___ Data for this task

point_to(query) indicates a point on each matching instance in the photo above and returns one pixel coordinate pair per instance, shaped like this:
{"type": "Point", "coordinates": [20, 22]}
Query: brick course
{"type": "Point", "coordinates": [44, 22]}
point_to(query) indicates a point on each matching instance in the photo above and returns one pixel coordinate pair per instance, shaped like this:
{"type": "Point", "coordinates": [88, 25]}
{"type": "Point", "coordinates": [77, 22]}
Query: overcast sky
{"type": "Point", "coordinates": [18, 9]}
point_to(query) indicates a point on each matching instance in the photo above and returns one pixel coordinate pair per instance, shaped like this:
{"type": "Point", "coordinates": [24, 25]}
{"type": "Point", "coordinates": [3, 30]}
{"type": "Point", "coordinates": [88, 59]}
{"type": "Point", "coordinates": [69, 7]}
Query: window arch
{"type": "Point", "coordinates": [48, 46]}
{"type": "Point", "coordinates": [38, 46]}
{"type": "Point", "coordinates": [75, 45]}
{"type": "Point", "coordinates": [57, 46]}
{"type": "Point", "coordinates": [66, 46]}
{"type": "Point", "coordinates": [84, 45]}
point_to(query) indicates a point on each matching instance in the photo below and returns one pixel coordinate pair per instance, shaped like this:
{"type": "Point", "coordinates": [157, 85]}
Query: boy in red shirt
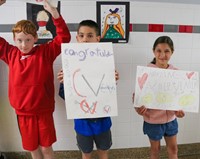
{"type": "Point", "coordinates": [31, 87]}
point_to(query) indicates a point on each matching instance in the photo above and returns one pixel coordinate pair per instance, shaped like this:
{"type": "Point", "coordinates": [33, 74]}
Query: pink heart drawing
{"type": "Point", "coordinates": [189, 75]}
{"type": "Point", "coordinates": [142, 80]}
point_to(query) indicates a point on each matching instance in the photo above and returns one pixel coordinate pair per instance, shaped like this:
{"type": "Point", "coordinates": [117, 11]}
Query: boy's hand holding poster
{"type": "Point", "coordinates": [89, 80]}
{"type": "Point", "coordinates": [167, 89]}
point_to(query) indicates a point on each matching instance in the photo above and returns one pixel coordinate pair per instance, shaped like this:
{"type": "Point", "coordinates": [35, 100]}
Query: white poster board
{"type": "Point", "coordinates": [89, 80]}
{"type": "Point", "coordinates": [167, 89]}
{"type": "Point", "coordinates": [53, 3]}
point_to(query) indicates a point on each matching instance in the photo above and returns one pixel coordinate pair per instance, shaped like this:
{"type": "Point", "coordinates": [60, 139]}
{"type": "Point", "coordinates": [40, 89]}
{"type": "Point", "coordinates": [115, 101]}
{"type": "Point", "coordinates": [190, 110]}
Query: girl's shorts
{"type": "Point", "coordinates": [157, 131]}
{"type": "Point", "coordinates": [103, 142]}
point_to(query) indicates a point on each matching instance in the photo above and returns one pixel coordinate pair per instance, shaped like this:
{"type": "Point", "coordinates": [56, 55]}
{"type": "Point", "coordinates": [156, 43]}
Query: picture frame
{"type": "Point", "coordinates": [43, 20]}
{"type": "Point", "coordinates": [113, 21]}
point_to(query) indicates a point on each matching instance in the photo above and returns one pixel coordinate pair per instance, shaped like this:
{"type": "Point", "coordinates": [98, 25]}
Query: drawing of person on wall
{"type": "Point", "coordinates": [113, 27]}
{"type": "Point", "coordinates": [42, 19]}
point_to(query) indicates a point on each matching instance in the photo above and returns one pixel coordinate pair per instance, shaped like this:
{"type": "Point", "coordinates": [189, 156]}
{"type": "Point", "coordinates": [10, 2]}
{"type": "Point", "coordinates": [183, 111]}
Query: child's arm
{"type": "Point", "coordinates": [52, 10]}
{"type": "Point", "coordinates": [2, 2]}
{"type": "Point", "coordinates": [60, 76]}
{"type": "Point", "coordinates": [140, 110]}
{"type": "Point", "coordinates": [61, 89]}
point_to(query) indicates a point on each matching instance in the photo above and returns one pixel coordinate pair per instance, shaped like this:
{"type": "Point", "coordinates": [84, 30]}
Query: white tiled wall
{"type": "Point", "coordinates": [127, 127]}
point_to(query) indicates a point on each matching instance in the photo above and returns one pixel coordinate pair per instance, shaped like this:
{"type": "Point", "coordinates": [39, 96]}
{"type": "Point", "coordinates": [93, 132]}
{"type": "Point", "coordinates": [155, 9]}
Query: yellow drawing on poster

______

[Exercise description] Each record above must be retyped exactly. Omit the pictures.

[Task answer]
point_to(query) indicates a point on each matching instance in the photo above and returns one pixel coordinate pair per instance, shaped like this:
{"type": "Point", "coordinates": [20, 22]}
Query: brick course
{"type": "Point", "coordinates": [44, 22]}
point_to(query) indicates a point on each matching instance in the photo above and returns one pixel coordinate pair per instance, shaped like this:
{"type": "Point", "coordinates": [88, 25]}
{"type": "Point", "coordinates": [77, 22]}
Query: overcast sky
{"type": "Point", "coordinates": [18, 9]}
point_to(query) indicates a point on each matching instance in the photo above and returns one pixel coordinate pair per instance, shaped like this:
{"type": "Point", "coordinates": [24, 25]}
{"type": "Point", "coordinates": [3, 30]}
{"type": "Point", "coordinates": [88, 59]}
{"type": "Point", "coordinates": [69, 7]}
Query: window arch
{"type": "Point", "coordinates": [48, 46]}
{"type": "Point", "coordinates": [38, 46]}
{"type": "Point", "coordinates": [75, 45]}
{"type": "Point", "coordinates": [57, 46]}
{"type": "Point", "coordinates": [66, 46]}
{"type": "Point", "coordinates": [84, 45]}
point_to(query) indicates a point on each matching instance in the photo below and returns one pixel coordinate pair per instance, shaped like this:
{"type": "Point", "coordinates": [157, 85]}
Query: boy in red shirt
{"type": "Point", "coordinates": [31, 87]}
point_to(query) indicates a point on each matching instance in the photo above and returns one pixel coordinate pair per instance, shaped like this:
{"type": "Point", "coordinates": [33, 74]}
Query: pink heart drawing
{"type": "Point", "coordinates": [189, 75]}
{"type": "Point", "coordinates": [142, 80]}
point_to(query) indicates a point on each matching instance in the photo above and returns one pixel coordinate pair per instance, shaped like this:
{"type": "Point", "coordinates": [117, 11]}
Query: boy's hand holding poster
{"type": "Point", "coordinates": [89, 80]}
{"type": "Point", "coordinates": [167, 89]}
point_to(query) indicates a point on each matching instance in the photo above and returns one pixel coordinate pair per instance, shaped like this:
{"type": "Point", "coordinates": [35, 100]}
Query: white poster board
{"type": "Point", "coordinates": [89, 80]}
{"type": "Point", "coordinates": [167, 89]}
{"type": "Point", "coordinates": [53, 3]}
point_to(query) indicates a point on each matching instance in the photo above and returns one pixel coordinate pair per instance, shaped like this:
{"type": "Point", "coordinates": [60, 139]}
{"type": "Point", "coordinates": [40, 89]}
{"type": "Point", "coordinates": [115, 101]}
{"type": "Point", "coordinates": [190, 110]}
Query: girl's shorts
{"type": "Point", "coordinates": [157, 131]}
{"type": "Point", "coordinates": [103, 142]}
point_to(query) indicates a point on each matching instance in the photo above and returns one pixel coordinate pair per instance, shaped like this:
{"type": "Point", "coordinates": [56, 55]}
{"type": "Point", "coordinates": [156, 43]}
Query: picture frame
{"type": "Point", "coordinates": [43, 20]}
{"type": "Point", "coordinates": [113, 21]}
point_to(query) indicates a point on each matching instance in the photo above and returns one pixel coordinate pair per instance, shaped like this:
{"type": "Point", "coordinates": [98, 25]}
Query: drawing of person on wall
{"type": "Point", "coordinates": [113, 27]}
{"type": "Point", "coordinates": [42, 19]}
point_to(query) indicates a point on each matching instance in the photo above and returns one pixel coordinate pair per instance, shaped like this:
{"type": "Point", "coordinates": [189, 156]}
{"type": "Point", "coordinates": [10, 2]}
{"type": "Point", "coordinates": [183, 111]}
Query: child's arm
{"type": "Point", "coordinates": [52, 10]}
{"type": "Point", "coordinates": [2, 2]}
{"type": "Point", "coordinates": [60, 76]}
{"type": "Point", "coordinates": [140, 110]}
{"type": "Point", "coordinates": [61, 89]}
point_to(query) indicates a point on each matching instance in the photo above and returns one pixel coordinate pair per instance, shaped like this:
{"type": "Point", "coordinates": [84, 30]}
Query: white tiled wall
{"type": "Point", "coordinates": [127, 127]}
point_to(query) indicates a point on each matching instance in the photo above and returns one pixel coordinate pair per instance, shaped like this:
{"type": "Point", "coordinates": [39, 96]}
{"type": "Point", "coordinates": [93, 132]}
{"type": "Point", "coordinates": [155, 9]}
Query: yellow drawing on poster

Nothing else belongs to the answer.